### Text provided
Declarative Program Analysis and Optimization

CS294-260, Spring 2024

Monte Carlo Tree Search for E-graph Extraction

Final Project by Jeremy Ferguson, Sora Kanosue, Jacob Yim
Slides (pdf)

Introduction

Extracting the minimum-cost expression from an e-graph is a difficult task, and doing so efficiently is an open area of research. The goal of this project is to improve on existing extraction methods by applying stochastic techniques, namely Monte Carlo tree search.

Background

E-graph extraction

E-graph extraction is the task of selecting a DAG forming a complete expression (that is, an assignment of e-classes to e-nodes) from an e-graph such that the total cost of the selected nodes (determined by some cost function mapping nodes to numerical costs) is minimized. Accounting for nodes shared between multiple paths from the root, the e-graph extraction problem is NP-complete. Existing extraction techniques either a) sacrifice the optimality of the extracted expression, or b) are not guaranteed to terminate:

Bottom-up extraction is fast, but uses tree cost instead of DAG cost. This means that the minimum-cost expression may not be extracted in e-graphs with “shared” nodes, and can result in dramatically higher costs in some cases.
Greedy DAG extraction is fast and uses DAG cost to exploit shared structure, but is not guaranteed to find the minimum-cost expression.
Extraction using integer linear programming (ILP) also uses DAG cost and is guaranteed to find the minimum-cost expression, but may not terminate.

We aim to “strike a balance” between greedy DAG and ILP by searching for solutions more optimal than greedy DAG extractions, but with guarantees about the termination of the algorithm.

Monte Carlo tree search

To search for a minimum-cost extraction, we adapted the Monte Carlo tree search (MCTS) algorithm. At a high level, MCTS searches for an optimal path through a decision tree, guided by random simulations of future choices. The algorithm operates in four phases:

Selection. Starting from the root of the decision tree, select child nodes until a leaf is reached. The probability of selecting a given child node is often computed using a formula known as UCT (Upper Confidence Bound 1 applied to trees), our adaptation of which is discussed in the next section.
Expansion. From the selected leaf, create a new child node and add it to the decision tree.
Simulation. From the new child node, randomly choose a sequence of decisions from some probability distribution, until the “game” is decided (that is, no more decisions can be made).
Backpropagation. Depending on the result of the simulation, adjust the probabilities of selecting each node on the path from the root to the new child node.

### Dataset records on object locations
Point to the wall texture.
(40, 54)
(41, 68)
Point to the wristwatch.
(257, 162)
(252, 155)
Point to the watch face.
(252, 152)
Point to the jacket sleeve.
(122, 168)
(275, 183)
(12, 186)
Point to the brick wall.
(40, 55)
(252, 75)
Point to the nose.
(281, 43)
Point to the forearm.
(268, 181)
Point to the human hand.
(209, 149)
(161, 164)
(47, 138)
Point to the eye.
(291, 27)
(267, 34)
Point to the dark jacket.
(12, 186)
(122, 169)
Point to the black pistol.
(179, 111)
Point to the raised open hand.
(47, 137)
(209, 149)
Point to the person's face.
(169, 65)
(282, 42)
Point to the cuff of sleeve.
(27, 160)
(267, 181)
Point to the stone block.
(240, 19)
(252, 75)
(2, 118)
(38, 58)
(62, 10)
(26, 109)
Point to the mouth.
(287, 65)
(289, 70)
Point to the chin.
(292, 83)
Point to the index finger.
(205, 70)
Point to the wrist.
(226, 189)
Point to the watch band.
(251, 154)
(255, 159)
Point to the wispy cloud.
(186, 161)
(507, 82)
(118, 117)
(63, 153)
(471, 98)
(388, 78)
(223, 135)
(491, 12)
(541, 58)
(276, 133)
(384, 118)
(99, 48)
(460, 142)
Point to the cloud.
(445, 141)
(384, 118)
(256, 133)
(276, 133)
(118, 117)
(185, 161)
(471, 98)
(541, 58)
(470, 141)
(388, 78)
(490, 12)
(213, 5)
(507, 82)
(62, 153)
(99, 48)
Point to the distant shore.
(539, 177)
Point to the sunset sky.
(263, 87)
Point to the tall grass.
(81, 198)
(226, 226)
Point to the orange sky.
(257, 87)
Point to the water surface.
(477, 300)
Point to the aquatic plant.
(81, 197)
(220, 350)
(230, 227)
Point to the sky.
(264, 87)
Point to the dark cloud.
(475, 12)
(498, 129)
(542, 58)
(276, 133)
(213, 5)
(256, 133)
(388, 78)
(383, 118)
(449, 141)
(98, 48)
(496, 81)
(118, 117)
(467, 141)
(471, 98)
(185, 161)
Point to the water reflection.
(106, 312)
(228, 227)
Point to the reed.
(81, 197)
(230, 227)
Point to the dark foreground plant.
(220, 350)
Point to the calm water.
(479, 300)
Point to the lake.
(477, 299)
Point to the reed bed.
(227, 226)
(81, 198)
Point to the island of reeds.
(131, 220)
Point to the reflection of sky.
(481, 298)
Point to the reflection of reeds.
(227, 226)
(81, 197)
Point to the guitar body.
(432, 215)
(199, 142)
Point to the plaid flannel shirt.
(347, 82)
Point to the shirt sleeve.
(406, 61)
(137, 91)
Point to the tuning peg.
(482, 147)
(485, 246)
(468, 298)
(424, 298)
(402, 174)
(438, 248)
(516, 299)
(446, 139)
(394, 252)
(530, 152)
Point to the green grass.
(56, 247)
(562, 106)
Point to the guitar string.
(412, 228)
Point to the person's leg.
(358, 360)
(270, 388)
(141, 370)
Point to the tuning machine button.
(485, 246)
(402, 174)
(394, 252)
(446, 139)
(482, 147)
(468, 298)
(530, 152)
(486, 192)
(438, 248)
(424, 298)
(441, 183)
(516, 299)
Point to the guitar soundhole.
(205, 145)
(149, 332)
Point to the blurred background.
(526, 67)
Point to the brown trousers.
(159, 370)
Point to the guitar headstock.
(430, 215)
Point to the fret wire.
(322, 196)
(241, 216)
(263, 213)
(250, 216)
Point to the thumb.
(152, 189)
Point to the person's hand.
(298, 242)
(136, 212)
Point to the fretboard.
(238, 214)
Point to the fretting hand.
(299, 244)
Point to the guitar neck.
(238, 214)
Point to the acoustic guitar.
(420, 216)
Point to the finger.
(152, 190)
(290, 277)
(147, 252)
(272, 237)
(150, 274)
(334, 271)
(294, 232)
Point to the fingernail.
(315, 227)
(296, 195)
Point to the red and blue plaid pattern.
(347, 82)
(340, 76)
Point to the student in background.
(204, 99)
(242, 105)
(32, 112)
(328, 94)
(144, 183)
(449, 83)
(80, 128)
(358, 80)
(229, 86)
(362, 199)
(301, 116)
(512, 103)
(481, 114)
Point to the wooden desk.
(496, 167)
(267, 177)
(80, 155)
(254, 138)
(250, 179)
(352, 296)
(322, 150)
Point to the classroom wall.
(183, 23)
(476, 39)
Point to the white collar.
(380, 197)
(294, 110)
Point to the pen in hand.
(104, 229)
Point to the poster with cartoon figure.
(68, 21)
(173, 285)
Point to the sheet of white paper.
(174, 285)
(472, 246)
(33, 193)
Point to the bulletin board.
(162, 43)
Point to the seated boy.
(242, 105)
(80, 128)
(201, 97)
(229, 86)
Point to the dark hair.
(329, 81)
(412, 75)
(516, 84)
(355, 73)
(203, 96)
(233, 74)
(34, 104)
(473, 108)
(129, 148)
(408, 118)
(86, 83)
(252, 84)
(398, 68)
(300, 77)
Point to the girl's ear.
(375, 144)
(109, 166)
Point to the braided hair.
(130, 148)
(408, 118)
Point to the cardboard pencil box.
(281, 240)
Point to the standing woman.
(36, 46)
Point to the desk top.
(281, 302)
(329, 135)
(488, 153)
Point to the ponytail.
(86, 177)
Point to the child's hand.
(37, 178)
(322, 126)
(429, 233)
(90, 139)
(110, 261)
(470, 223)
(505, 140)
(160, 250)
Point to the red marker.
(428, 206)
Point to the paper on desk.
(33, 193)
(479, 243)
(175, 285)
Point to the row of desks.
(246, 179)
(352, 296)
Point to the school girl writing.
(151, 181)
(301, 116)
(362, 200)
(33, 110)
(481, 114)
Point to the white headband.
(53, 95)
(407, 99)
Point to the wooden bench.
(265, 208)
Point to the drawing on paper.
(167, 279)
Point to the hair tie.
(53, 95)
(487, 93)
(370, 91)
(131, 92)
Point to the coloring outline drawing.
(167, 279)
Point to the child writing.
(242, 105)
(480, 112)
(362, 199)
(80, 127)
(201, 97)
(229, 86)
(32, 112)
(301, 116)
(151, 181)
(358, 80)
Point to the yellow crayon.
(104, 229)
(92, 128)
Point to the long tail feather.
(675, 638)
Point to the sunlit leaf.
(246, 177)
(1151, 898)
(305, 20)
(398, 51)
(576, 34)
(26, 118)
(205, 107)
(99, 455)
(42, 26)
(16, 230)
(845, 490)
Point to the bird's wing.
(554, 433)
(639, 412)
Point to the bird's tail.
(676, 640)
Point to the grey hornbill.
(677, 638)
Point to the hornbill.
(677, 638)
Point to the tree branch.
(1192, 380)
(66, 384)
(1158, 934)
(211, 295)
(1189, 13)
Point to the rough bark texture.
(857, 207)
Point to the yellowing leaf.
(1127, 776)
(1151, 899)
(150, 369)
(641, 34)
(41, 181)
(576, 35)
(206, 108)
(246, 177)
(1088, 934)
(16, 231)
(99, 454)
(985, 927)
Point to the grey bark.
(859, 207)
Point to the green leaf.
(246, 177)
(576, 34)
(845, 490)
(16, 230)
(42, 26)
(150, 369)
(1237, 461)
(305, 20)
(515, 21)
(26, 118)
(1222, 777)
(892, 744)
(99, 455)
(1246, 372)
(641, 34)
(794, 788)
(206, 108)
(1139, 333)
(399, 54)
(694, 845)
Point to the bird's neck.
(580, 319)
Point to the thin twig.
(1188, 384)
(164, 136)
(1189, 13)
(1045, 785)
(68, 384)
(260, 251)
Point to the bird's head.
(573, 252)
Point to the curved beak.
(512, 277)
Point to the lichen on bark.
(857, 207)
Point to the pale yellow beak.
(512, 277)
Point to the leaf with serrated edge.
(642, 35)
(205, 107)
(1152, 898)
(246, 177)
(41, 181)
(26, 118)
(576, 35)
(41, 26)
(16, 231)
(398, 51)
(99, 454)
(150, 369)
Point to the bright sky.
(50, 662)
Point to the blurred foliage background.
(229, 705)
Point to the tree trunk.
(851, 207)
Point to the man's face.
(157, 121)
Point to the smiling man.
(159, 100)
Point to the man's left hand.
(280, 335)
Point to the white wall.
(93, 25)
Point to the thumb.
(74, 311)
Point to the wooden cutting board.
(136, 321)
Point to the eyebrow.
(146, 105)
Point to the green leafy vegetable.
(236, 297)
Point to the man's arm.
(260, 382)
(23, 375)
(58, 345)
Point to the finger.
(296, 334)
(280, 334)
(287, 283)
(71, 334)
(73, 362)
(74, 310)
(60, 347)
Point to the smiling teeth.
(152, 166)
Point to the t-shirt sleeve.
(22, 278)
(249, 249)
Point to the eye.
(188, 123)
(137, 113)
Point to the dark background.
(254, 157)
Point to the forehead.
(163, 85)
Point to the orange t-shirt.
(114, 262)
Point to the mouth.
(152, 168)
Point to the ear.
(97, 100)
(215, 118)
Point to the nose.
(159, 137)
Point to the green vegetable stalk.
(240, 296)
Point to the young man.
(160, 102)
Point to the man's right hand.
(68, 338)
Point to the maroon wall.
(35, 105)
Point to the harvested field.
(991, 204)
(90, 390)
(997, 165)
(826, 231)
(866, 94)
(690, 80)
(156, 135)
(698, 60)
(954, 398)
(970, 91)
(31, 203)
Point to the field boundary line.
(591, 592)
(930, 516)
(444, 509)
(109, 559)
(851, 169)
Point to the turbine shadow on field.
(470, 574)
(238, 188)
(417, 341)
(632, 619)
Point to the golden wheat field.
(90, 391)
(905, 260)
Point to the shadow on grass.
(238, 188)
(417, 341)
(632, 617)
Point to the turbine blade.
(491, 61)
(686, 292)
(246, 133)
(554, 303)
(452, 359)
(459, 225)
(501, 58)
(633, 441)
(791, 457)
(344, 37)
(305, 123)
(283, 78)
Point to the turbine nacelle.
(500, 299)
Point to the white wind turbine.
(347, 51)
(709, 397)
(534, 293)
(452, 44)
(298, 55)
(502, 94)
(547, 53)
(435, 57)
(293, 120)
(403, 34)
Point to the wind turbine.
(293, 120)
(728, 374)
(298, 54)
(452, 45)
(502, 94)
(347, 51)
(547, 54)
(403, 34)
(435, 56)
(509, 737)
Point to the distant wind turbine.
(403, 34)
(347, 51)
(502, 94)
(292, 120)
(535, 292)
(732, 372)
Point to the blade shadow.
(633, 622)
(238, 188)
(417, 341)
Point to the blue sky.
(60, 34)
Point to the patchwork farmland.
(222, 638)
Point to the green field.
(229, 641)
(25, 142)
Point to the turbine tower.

### Problems and tasks
1 - Answer these questions from the e-graph extraction page:
(a) Which extraction technique uses tree cost instead of DAG cost?
(b) How many phases does the MCTS algorithm operate in?
(c) What course number and term are listed at the top?
2 - Go on with the e-graph extraction page from where it stops.
The items have nothing to do with the e-graph extraction page.

### Task-by-task outputs
1 -
(a) Bottom-up extraction
(b) Four
(c) CS294-260, Spring 2024

2 -
These four steps are repeated until a maximum number of iterations is reached, after which the most “successful” explored path through the decision tree is returned.

In our case, the decisions in this tree are choices of e-nodes to assign to a given e-class. The next section discusses in detail our implementation of this algorithm.

Core algorithm

Since the Monte Carlo tree search algorithm operates on a decision tree, we framed e-graph extraction as a task of successively choosing an e-class to canonicalize and then canonicalizing it by choosing an e-node from within that e-graph. As a result, our algorithm explores a decision tree in which each node maintains as its state: A to-visit set representing the minimal set of e-classes which must be canonicalized in order to yield a well-defined program. Canonicalizing an e-class could result in an expansion of this set due to a chosen e-node having un-canonicalized children. A decided map of e-classes to e-nodes representing the canonicalization decisions made on the path from the root to this node.

An example decision tree is shown below. MCTS tree example Another key aspect of the traditional MCTS algorithm lies in encoding the success of each node, influencing the selection phase of the algorithm. To translate this to the domain of e-graphs, we additionally maintained a cost value at each node of our tree, representing at a high level the minimum cost seen to be achievable from that node. More specifically, the minimum cost of a node $N$ was defined to be the minimum DAG cost a well-defined program was seen to have achieved during a random rollout from a child node of $N$. Taking the limit as the number of rollouts approaches infinity, this becomes the minimum DAG cost a program can achieve holding fixed the canonicalization decisions taken on the path from the root to $N$.

The leaf selection portion of MCTS entails selecting child nodes successively until a leaf is found. Early versions of MCTS utilize the UCT formula, which considers the win-loss ratio of each node, due to the algorithm’s origins in solving in board games. We adapted it to the following formula, which is computed for each child node of a given parent node. In the formula below, $c_i$ represents the minimum cost (discussed above) of a particular child node, $C$ is the set of minimum costs of each child node, $n_i$ the number of rollouts taken so far from a particular child node, $N$ the number of rollouts taken so far from the parent node, and $p$ is the exploration parameter which we fixed to be $\sqrt{2}$, but could be varied for performance empirically.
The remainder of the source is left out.